### STATED PROBLEM A
In the passage on Porter's Five Forces model, rewrite the part starting with "4.0 Porter's 5" and going on through "industry or market.", changing "SWOT analysis" to "SWOT review".

### READING TEXT
## START
According to the NSTP (2007), digitalization trends paved the way for the industry's significant development which makes it digital camera and electronic industry more competent. In addition, the company has many rivals since there are many other competitors which provide a wide range of digital and electronic devices to meet the increasing demands of these products. Players have increased considerably. This business trend led to the increased profit derived from high sales of digital products, suggesting the strong chances of success in the industry. Moreover, profits from exported digitalized products are high in Hong Kong as well. This then implies that international market strongly supports the industry.

4.0 Porter's 5 Forces Model

Michael Porter (Harvard, Competitive Strategy 1980) developed the so called 5 Five Forces Analysis model to better identify factors that shape the character of competition, to assess the structural attractiveness and business value of any industry and to pinpoint strengths and weaknesses in a company.

In addition to and in combination with the SWOT analysis, the Five Forces model by Michael Porter provides another analysis tool to identify opportunities and risks when entering untapped territory in any industry or market.

Porter's Five Forces model, other than a SWOT analysis, provides clear action and thus does not rely solely on subjective judgment. If the actions that derived from the Five Forces model are synchronized with business requirements and goals it can become a substantial business driver in the competitive environment.

Porters Five Forces Model is used for analysis of an industry or pure competition within a market. It is likely the best model to be used in decisions of entry or change within a market, and should always be considered during the business planning stage in a company life cycle.

The Porters Five Forces model proposes that an industry is influenced by five forces. An executive can use the model to understand the industry competitive landscape, to determine how and where the firm should operate. The model is also used to analyze the attractiveness of an industry structure.

Porters Five Forces Model is also known as Porter's Competitive Forces model, probably one of the most often used business strategy tools. It has proven its usefulness on numerous occasions. Porter's model is particularly strong in thinking in a competitive mindset - from external forces to inside the company.

4.1 Methods

The strength of each of the five forces affecting competition in the chosen industry is to be assessed. The company's position compared to the underlying causes of each force is also assessed.
## END
### STATED PROBLEM B
Reproduce the records starting with the line with "Target: white wall" and going on through the last line of the records, both ends included.

### DATA SECTION
## START
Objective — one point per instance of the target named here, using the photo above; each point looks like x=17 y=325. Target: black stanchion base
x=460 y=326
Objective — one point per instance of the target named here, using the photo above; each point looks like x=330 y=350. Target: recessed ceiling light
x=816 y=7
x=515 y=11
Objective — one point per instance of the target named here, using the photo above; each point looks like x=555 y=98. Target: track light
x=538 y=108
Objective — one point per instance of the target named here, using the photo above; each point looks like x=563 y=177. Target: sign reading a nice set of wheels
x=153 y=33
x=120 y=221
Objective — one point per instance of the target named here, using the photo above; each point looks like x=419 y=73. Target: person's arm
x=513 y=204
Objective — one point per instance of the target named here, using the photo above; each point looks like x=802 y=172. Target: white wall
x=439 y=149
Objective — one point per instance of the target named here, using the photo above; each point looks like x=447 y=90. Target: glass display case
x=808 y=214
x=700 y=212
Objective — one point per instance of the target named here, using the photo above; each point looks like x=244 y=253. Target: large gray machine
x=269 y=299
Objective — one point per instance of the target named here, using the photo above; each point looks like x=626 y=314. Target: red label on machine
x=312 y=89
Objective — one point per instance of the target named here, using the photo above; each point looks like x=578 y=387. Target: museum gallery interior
## END
### WORKED ANSWER A
4.0 Porter's 5 Forces Model

Michael Porter (Harvard, Competitive Strategy 1980) developed the so called 5 Five Forces Analysis model to better identify factors that shape the character of competition, to assess the structural attractiveness and business value of any industry and to pinpoint strengths and weaknesses in a company.

In addition to and in combination with the SWOT review, the Five Forces model by Michael Porter provides another analysis tool to identify opportunities and risks when entering untapped territory in any industry or market.

### WORKED ANSWER B
Objective — one point per instance of the target named here, using the photo above; each point looks like x=802 y=172. Target: white wall
x=439 y=149
Objective — one point per instance of the target named here, using the photo above; each point looks like x=447 y=90. Target: glass display case
x=808 y=214
x=700 y=212
Objective — one point per instance of the target named here, using the photo above; each point looks like x=244 y=253. Target: large gray machine
x=269 y=299
Objective — one point per instance of the target named here, using the photo above; each point looks like x=626 y=314. Target: red label on machine
x=312 y=89
Objective — one point per instance of the target named here, using the photo above; each point looks like x=578 y=387. Target: museum gallery interior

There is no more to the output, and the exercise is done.